→ **What needs to be done**
Each line in the records below, from the one that contains "quick question for ya — wheres the racing" to the one that contains "quick question for ya — wheres the group", should be reproduced exactly, the first and last included.

→ **Task inputs**

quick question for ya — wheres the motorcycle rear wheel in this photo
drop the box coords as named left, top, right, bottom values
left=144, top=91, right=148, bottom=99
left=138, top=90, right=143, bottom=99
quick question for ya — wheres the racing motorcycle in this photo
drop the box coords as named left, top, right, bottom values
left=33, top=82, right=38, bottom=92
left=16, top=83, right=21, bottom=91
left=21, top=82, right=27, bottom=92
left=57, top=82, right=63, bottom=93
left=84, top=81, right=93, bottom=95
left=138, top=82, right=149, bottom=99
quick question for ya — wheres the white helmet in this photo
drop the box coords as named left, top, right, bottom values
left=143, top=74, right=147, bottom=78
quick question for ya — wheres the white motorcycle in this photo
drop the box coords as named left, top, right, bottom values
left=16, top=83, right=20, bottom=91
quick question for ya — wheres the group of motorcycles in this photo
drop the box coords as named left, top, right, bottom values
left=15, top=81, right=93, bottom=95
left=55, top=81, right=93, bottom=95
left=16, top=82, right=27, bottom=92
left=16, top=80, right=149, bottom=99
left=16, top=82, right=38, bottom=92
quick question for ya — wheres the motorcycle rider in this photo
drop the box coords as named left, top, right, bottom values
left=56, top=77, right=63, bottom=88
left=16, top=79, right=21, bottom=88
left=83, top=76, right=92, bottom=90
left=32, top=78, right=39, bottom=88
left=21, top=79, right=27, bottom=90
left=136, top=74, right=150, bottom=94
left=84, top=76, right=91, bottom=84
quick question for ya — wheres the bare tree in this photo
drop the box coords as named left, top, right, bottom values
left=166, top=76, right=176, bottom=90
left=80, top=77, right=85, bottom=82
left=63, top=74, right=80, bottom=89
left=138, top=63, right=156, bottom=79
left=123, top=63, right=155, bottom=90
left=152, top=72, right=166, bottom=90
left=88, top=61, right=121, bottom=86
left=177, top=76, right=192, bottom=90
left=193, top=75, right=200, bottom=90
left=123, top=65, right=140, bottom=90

→ **Reply to the exercise**
quick question for ya — wheres the racing motorcycle in this photo
drop the box coords as named left, top, right, bottom values
left=33, top=82, right=38, bottom=92
left=16, top=83, right=21, bottom=91
left=21, top=82, right=27, bottom=92
left=57, top=82, right=63, bottom=93
left=84, top=81, right=93, bottom=95
left=138, top=82, right=149, bottom=99
quick question for ya — wheres the white helmet in this photo
drop the box coords as named left, top, right, bottom values
left=143, top=74, right=147, bottom=78
quick question for ya — wheres the white motorcycle in this photo
drop the box coords as named left, top, right, bottom values
left=16, top=83, right=20, bottom=91
quick question for ya — wheres the group of motorcycles in this photo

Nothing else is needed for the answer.